Directions for this task
Render the data below as a JSON list of strings, one string per line, beginning with the first line and continuing through the line containing "x=167 y=559", inclusive. Omit blank lines and the pictures.
[Begin Excerpted records]
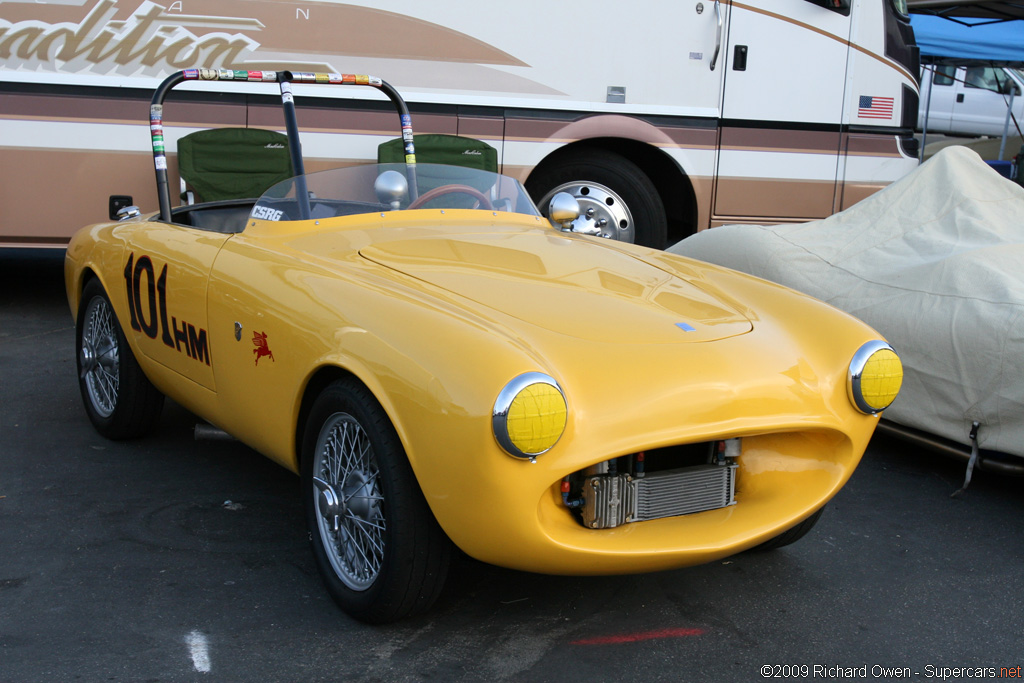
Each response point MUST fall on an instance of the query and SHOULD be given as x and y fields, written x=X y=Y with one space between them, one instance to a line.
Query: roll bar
x=285 y=79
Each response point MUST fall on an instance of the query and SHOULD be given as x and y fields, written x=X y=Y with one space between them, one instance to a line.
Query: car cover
x=933 y=262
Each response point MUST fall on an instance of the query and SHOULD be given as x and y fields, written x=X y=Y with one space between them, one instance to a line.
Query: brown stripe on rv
x=871 y=145
x=765 y=139
x=767 y=198
x=781 y=17
x=312 y=28
x=585 y=126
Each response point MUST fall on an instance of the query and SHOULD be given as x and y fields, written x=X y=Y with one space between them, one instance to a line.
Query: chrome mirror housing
x=563 y=210
x=391 y=188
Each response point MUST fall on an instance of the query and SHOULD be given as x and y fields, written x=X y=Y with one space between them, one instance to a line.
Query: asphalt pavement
x=167 y=559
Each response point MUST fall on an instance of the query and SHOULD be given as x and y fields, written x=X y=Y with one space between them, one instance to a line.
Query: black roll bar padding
x=295 y=146
x=291 y=123
x=157 y=134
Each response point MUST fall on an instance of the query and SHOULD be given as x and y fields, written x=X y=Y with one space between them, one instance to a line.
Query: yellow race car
x=444 y=368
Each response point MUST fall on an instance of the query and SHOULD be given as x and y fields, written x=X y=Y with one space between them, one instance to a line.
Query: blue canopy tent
x=982 y=39
x=965 y=41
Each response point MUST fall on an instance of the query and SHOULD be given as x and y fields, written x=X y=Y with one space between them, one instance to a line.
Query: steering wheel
x=481 y=199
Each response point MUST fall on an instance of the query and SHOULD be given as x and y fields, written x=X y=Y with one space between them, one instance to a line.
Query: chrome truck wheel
x=615 y=197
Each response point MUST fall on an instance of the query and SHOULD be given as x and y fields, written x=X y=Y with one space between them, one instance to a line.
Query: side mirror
x=391 y=188
x=116 y=203
x=562 y=210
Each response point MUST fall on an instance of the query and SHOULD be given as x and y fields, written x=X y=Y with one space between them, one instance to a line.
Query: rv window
x=841 y=6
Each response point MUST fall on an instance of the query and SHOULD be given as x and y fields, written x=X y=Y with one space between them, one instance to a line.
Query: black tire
x=793 y=535
x=610 y=184
x=386 y=557
x=119 y=399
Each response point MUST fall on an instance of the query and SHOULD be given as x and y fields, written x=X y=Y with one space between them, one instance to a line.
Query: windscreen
x=381 y=187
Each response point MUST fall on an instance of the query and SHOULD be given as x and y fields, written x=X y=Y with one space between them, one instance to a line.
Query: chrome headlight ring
x=529 y=415
x=889 y=373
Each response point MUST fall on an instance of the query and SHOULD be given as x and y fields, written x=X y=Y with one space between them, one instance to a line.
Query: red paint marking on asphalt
x=637 y=637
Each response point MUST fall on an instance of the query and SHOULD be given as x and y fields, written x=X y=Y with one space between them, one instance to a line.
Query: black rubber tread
x=793 y=535
x=417 y=552
x=138 y=403
x=616 y=172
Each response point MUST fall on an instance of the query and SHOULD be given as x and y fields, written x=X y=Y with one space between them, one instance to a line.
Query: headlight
x=529 y=415
x=876 y=375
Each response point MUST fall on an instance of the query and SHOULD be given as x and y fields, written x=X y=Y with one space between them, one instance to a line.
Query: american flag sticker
x=875 y=108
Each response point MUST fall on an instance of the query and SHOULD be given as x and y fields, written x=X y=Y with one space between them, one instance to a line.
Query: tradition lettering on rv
x=151 y=41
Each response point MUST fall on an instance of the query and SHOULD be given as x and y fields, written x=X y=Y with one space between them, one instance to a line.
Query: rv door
x=781 y=108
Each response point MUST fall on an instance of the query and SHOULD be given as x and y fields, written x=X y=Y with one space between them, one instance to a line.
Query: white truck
x=663 y=117
x=972 y=100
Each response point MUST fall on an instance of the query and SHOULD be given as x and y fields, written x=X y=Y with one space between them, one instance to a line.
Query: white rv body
x=809 y=107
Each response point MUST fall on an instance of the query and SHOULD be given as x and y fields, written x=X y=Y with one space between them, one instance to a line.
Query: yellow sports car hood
x=566 y=285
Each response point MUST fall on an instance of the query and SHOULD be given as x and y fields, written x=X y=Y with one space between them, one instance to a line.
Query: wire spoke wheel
x=378 y=548
x=119 y=398
x=350 y=512
x=99 y=356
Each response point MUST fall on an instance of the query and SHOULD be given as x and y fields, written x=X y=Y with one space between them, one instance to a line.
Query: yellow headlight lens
x=529 y=415
x=876 y=376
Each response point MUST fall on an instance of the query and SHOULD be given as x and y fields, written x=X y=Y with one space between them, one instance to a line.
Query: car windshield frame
x=367 y=188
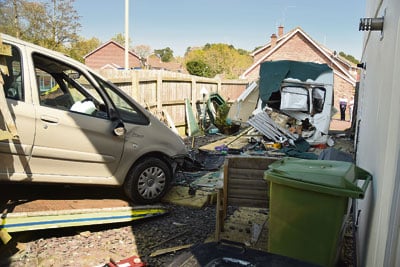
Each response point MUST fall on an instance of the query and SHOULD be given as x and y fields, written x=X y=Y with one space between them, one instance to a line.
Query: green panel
x=306 y=225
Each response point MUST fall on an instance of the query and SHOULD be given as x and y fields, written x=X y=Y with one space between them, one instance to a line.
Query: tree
x=9 y=14
x=52 y=24
x=349 y=57
x=165 y=54
x=64 y=23
x=220 y=59
x=199 y=68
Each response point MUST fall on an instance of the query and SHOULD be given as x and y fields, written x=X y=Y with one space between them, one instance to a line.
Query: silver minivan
x=73 y=126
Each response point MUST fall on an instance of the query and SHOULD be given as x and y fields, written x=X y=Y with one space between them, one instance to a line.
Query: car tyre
x=148 y=181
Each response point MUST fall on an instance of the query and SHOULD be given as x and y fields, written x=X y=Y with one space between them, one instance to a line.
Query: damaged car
x=75 y=127
x=292 y=99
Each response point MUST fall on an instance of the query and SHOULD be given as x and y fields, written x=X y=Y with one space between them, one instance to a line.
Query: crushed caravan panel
x=301 y=90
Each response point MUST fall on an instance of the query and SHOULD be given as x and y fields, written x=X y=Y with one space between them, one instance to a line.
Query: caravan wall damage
x=294 y=99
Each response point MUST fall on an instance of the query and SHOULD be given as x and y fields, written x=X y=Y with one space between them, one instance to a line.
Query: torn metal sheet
x=245 y=104
x=264 y=124
x=193 y=127
x=302 y=91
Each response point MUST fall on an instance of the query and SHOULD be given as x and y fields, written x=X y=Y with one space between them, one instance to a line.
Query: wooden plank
x=251 y=162
x=249 y=174
x=248 y=203
x=245 y=183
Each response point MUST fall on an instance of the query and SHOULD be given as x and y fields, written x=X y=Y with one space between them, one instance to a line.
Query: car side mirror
x=118 y=128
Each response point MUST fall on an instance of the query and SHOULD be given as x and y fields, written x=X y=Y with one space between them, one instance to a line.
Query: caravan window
x=318 y=99
x=294 y=98
x=11 y=71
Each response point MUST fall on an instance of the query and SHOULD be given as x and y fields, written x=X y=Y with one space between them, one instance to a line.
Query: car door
x=15 y=152
x=74 y=139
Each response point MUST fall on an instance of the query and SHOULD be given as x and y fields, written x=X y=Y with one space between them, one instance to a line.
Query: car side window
x=63 y=87
x=126 y=110
x=11 y=71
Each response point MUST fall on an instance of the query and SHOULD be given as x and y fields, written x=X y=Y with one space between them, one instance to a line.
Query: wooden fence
x=160 y=90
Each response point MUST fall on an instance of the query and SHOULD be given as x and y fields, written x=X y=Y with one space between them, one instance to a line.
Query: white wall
x=378 y=137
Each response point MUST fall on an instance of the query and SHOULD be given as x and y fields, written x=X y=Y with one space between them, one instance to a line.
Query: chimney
x=273 y=40
x=280 y=31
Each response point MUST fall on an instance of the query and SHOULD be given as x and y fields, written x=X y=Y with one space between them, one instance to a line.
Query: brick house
x=299 y=46
x=111 y=55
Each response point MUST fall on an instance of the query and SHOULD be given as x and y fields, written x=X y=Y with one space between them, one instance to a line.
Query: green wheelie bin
x=310 y=201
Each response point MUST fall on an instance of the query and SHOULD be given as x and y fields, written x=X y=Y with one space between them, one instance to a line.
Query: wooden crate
x=244 y=186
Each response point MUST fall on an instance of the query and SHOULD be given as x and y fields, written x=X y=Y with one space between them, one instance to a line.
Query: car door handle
x=49 y=119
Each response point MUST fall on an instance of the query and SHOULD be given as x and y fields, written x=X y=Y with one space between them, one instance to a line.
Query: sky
x=245 y=24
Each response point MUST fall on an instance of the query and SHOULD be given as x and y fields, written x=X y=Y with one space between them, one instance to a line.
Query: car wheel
x=148 y=181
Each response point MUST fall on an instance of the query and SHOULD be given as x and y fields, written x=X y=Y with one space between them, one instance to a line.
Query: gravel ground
x=95 y=245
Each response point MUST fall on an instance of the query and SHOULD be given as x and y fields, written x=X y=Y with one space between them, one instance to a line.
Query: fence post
x=158 y=92
x=134 y=86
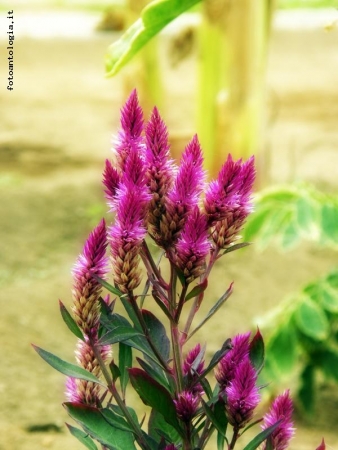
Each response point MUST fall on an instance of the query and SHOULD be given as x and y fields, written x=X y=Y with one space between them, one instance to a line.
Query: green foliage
x=304 y=339
x=154 y=17
x=287 y=215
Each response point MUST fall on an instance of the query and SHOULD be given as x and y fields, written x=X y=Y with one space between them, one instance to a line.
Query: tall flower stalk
x=192 y=224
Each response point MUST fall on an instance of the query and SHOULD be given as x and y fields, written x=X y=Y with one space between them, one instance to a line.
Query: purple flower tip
x=281 y=408
x=242 y=394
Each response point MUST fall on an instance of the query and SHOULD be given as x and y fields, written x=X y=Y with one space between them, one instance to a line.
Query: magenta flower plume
x=82 y=391
x=132 y=127
x=160 y=170
x=184 y=194
x=186 y=405
x=129 y=230
x=281 y=408
x=91 y=263
x=228 y=200
x=111 y=180
x=226 y=368
x=242 y=395
x=193 y=246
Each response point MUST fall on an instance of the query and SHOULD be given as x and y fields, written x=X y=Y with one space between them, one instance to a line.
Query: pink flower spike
x=111 y=179
x=281 y=408
x=322 y=445
x=186 y=405
x=86 y=289
x=242 y=395
x=193 y=246
x=225 y=371
x=184 y=194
[End Excerpted records]
Reply
[
  "Each response point MUST fall on an instance of the query and SHOULD be given as x and y fields, written x=X y=Y with one space between them, one instance to a line.",
  "Query: roll bar",
  "x=285 y=79",
  "Each response point MUST fall on an instance of the query and SHOULD be given as x and y fields, written x=X y=Y with one space between them, one instance to a line.",
  "Query: car cover",
  "x=933 y=262",
  "Each response point MUST fall on an instance of the query and SHOULD be given as x and y fields, written x=X y=Y with one space between them, one instance to a line.",
  "Query: brown stripe on rv",
  "x=871 y=145",
  "x=765 y=139",
  "x=767 y=198",
  "x=781 y=17",
  "x=312 y=28",
  "x=585 y=126",
  "Each response point MUST fall on an instance of the query and SHOULD be given as x and y fields, written x=X y=Y with one space between them, one instance to a line.",
  "Query: chrome mirror housing",
  "x=563 y=210",
  "x=391 y=188",
  "Each response point MUST fall on an instance of the query and SHOULD be given as x and y fields, written x=X y=Y with one space between them, one instance to a line.",
  "Query: asphalt pavement",
  "x=167 y=559"
]